(GOAL 1)
Answer these questions about the night-sky text, one line each:
(a) How far from earth is Sirius?
(b) On what date did the star that left the Crab Nebula explode?
(c) On which dates does the Geminids meteor shower peak?

(DOCUMENT SEGMENT)
Across from Orion is the brightest star in our night sky. Sirius, a white star, bright because of it being only 8 light-years away from earth. It is actually moving slowly towards our solar system and over the next 60,000 years will grow brighter. North of Orion, we can see the constellation of Taurus, characterised by a V shape of stars, headed by the bright orange supergiant, Alderbaran.

Our object of the month is a beautiful open cluster of stars near Alderbaran, called The Seven Sisters, and inspiration for the Subaru car logo. Easily visible to the naked eye and photographed exceptionally well by local Katherine Miller. Her photograph clearly shows blue nebulosity of stars being born in the cluster. Also in Taurus is the famous Crab Nebula, remnants of a star exploding on 4th July 1054. The exploding star or Supernova was visible in daylight for almost a month. Now however it is extremely difficult to see without a large telescope, which was used in my photograph of the object.

The Geminids Meteor shower should put a display of shooting stars, peaking on December 13th and 14th, with the possibility of up to 50 shooting stars, or meteors, an hour, always a source of wonder watching natures display.

(RECORD LIST)
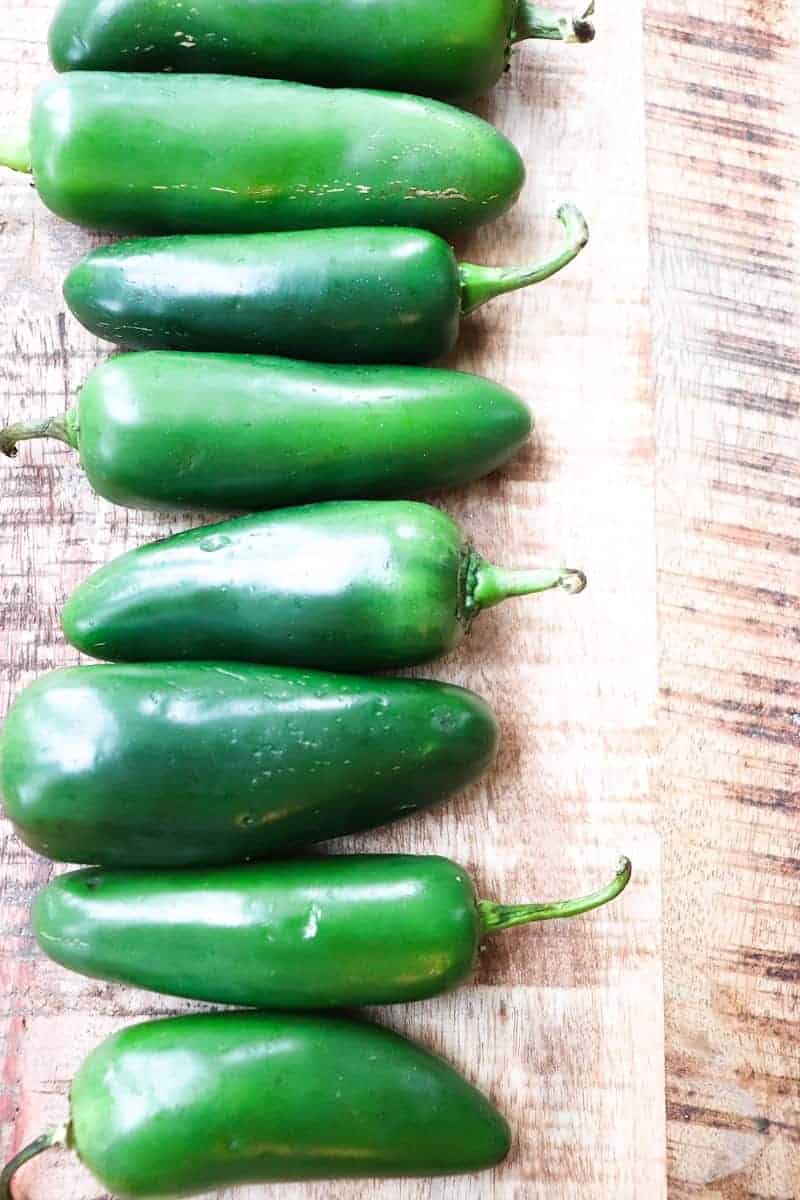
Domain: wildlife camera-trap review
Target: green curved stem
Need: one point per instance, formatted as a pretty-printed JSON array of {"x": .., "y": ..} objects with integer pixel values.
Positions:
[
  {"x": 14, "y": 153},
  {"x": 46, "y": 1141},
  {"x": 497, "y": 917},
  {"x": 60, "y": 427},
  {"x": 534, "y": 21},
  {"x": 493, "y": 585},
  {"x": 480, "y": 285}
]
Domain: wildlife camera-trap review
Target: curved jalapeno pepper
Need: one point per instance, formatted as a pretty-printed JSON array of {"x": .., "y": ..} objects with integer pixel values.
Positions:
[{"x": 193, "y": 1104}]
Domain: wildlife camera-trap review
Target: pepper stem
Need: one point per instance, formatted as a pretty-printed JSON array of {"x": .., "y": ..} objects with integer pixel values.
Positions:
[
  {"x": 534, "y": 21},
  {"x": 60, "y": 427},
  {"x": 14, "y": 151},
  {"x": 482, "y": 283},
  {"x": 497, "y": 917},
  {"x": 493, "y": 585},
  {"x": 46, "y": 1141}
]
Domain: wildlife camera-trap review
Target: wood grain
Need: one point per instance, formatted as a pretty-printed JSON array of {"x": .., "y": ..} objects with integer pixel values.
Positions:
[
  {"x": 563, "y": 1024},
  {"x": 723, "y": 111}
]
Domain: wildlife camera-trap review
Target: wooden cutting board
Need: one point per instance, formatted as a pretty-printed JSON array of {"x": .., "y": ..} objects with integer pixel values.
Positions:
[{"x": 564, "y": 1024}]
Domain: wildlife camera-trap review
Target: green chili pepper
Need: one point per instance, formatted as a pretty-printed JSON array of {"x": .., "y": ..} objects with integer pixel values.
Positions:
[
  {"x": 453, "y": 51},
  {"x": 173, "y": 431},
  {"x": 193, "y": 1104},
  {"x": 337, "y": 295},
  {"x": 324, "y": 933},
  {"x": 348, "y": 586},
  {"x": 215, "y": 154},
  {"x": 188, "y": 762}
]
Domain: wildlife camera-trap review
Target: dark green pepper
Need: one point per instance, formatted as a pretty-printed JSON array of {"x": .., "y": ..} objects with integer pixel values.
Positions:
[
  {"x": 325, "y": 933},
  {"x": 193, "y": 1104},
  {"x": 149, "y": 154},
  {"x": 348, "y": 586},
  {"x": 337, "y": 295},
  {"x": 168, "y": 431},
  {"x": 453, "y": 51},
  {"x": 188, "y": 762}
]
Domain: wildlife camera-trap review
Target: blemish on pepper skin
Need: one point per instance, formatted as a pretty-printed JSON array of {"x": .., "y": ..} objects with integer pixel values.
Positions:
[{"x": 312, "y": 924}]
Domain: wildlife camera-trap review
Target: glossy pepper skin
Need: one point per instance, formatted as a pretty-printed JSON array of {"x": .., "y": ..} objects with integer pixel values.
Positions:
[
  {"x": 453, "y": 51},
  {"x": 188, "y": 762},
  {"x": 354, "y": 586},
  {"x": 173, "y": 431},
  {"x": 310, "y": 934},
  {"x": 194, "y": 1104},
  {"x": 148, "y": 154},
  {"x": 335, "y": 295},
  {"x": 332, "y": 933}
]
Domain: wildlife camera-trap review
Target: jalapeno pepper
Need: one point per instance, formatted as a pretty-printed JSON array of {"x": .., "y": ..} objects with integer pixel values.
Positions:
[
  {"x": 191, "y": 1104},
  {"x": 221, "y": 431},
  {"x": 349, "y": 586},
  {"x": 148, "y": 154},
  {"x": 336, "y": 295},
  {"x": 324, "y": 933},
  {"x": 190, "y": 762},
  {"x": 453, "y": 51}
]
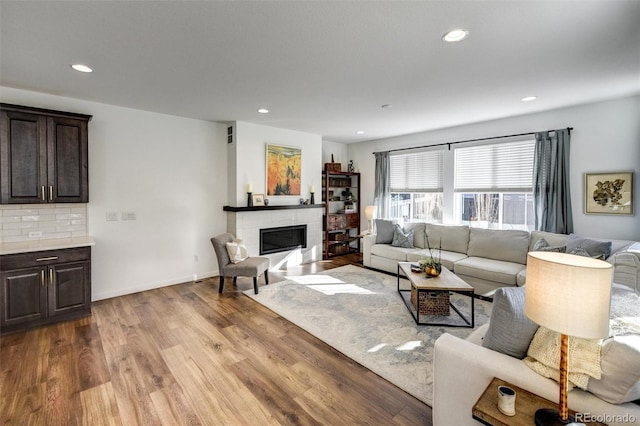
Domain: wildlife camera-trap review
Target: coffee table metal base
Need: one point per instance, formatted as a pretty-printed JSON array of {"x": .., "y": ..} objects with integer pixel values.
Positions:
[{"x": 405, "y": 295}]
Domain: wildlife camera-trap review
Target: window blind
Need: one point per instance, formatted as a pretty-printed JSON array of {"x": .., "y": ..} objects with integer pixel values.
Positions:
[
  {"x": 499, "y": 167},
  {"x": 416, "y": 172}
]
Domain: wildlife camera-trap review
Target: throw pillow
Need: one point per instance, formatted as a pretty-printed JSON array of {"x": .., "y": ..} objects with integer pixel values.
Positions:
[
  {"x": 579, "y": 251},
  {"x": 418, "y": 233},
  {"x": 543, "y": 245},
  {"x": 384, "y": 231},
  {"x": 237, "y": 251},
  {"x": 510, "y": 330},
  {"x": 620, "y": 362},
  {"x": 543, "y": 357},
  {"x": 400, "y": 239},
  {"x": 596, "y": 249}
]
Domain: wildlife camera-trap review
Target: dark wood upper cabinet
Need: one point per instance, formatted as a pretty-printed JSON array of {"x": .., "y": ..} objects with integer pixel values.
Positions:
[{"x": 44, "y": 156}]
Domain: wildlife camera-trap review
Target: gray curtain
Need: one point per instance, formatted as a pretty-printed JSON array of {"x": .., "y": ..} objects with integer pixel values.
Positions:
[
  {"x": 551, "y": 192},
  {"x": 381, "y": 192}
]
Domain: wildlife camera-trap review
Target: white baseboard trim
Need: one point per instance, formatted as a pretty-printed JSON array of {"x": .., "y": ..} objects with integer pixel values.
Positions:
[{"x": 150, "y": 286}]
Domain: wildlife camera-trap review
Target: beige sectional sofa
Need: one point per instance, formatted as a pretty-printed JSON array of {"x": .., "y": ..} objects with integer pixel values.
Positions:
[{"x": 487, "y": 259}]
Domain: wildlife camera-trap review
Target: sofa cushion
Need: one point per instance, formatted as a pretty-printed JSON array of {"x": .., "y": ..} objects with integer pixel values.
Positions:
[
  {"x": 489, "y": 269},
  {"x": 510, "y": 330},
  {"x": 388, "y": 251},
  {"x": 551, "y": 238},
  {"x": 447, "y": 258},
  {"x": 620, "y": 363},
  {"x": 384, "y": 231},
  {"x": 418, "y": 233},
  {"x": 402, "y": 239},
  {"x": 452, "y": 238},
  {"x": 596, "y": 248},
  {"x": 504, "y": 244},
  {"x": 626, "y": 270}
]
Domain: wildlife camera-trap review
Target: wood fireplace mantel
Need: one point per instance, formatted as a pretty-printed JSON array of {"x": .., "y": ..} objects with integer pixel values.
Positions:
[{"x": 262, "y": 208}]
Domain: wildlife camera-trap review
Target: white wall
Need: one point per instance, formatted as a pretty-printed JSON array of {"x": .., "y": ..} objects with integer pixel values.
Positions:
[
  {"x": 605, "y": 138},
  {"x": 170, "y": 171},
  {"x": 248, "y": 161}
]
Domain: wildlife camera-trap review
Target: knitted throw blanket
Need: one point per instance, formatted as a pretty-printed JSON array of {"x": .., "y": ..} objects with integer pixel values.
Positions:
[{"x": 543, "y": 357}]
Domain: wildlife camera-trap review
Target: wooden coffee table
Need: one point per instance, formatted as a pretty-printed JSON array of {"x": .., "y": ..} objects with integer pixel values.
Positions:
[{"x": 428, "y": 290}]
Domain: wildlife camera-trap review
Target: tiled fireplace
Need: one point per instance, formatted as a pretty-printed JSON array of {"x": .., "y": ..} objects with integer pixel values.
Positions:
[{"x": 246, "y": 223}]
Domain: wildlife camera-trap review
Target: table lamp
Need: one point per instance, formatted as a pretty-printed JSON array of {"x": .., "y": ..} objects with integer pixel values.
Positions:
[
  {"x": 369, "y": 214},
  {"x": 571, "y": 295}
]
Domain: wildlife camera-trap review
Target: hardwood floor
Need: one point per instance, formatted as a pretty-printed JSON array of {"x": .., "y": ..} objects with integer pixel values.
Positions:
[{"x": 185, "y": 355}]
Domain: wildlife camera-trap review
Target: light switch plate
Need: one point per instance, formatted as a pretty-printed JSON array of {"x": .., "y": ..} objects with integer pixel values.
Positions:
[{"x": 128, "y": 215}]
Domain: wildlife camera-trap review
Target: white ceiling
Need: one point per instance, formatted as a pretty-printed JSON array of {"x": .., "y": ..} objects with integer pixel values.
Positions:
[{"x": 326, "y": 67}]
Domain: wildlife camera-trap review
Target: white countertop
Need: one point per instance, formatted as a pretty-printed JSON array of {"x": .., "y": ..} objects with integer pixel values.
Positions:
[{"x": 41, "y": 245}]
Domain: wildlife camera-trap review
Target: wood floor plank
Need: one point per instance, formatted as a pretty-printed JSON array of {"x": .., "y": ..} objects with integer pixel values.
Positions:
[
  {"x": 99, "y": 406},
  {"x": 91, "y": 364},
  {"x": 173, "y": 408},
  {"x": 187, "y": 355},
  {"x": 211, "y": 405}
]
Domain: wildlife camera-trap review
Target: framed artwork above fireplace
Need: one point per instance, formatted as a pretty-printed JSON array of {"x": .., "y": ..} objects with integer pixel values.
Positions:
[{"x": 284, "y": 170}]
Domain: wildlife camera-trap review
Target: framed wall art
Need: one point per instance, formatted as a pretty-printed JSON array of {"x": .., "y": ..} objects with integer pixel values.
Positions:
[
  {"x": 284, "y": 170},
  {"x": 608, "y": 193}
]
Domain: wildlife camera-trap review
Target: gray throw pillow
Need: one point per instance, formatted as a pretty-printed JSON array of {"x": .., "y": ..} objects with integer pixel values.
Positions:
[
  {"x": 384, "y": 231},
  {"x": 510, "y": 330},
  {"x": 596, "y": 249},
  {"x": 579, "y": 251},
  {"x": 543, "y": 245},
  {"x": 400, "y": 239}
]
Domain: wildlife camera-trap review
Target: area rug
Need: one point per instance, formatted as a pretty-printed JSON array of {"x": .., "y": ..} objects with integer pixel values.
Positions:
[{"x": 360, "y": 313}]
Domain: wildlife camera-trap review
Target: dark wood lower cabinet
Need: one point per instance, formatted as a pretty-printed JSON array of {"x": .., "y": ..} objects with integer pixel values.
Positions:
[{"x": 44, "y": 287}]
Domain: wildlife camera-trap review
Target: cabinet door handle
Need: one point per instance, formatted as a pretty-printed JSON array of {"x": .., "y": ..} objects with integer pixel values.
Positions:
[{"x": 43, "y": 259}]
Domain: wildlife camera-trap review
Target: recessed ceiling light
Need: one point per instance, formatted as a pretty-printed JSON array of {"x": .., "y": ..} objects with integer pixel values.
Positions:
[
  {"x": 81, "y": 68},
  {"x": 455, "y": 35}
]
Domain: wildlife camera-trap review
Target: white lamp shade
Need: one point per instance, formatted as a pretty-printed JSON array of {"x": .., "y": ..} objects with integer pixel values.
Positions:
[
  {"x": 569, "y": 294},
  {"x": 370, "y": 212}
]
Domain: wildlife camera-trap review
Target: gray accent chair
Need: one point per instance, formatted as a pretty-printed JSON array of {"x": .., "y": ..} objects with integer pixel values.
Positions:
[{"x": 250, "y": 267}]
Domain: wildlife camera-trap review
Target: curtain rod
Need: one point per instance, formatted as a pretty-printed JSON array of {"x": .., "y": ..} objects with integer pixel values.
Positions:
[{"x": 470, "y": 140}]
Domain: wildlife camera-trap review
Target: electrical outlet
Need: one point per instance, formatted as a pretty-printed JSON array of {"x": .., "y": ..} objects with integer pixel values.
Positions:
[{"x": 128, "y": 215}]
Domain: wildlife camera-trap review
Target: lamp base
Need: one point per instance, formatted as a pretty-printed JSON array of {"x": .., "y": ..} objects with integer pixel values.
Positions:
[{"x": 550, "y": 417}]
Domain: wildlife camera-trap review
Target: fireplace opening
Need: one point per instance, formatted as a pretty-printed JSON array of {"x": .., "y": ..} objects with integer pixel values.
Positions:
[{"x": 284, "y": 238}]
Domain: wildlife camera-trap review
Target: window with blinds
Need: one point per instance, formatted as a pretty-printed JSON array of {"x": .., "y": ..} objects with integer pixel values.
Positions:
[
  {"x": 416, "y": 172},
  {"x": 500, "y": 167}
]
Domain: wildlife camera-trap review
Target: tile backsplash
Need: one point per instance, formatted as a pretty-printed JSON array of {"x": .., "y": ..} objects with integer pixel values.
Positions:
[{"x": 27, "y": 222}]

(GOAL 2)
How many lines of the entries above contain the word "wooden"? Count them and give only the number.

(TASK RESULT 1)
(a) 8 light-years
(b) 4th July 1054
(c) December 13th and 14th

(TASK RESULT 2)
2